** Data to process **
————

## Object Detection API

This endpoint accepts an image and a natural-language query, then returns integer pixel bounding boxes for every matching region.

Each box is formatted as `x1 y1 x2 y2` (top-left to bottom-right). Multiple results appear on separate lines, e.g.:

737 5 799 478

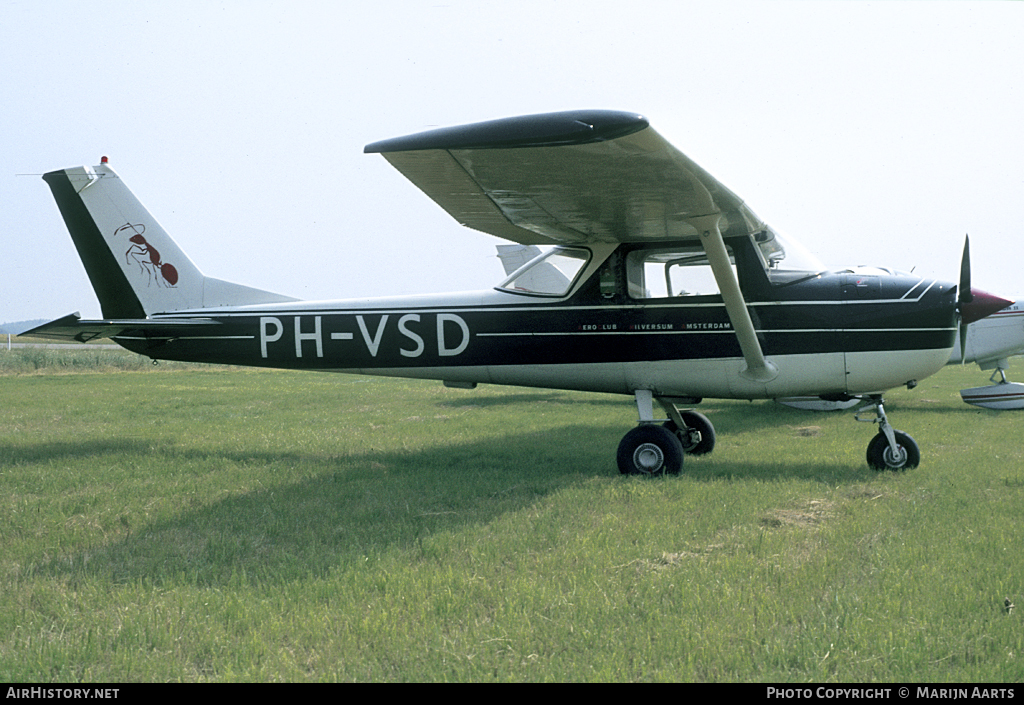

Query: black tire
663 411 716 455
866 430 920 471
617 424 684 476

————

** Work order **
Take only the line containing "This endpoint accepts" and every line after it to the end of the entries, and copy them exactly, pictures excluded.

** Exercise answer **
This endpoint accepts an image and a natural-language query, then returns integer pixel bounding boxes for every matching region.

Each box is formatted as `x1 y1 x2 y2` (top-left to bottom-right). Multiple results appear on separate lines, e.g.:

737 5 799 478


Query: black tire
663 411 716 455
866 430 920 471
617 424 684 476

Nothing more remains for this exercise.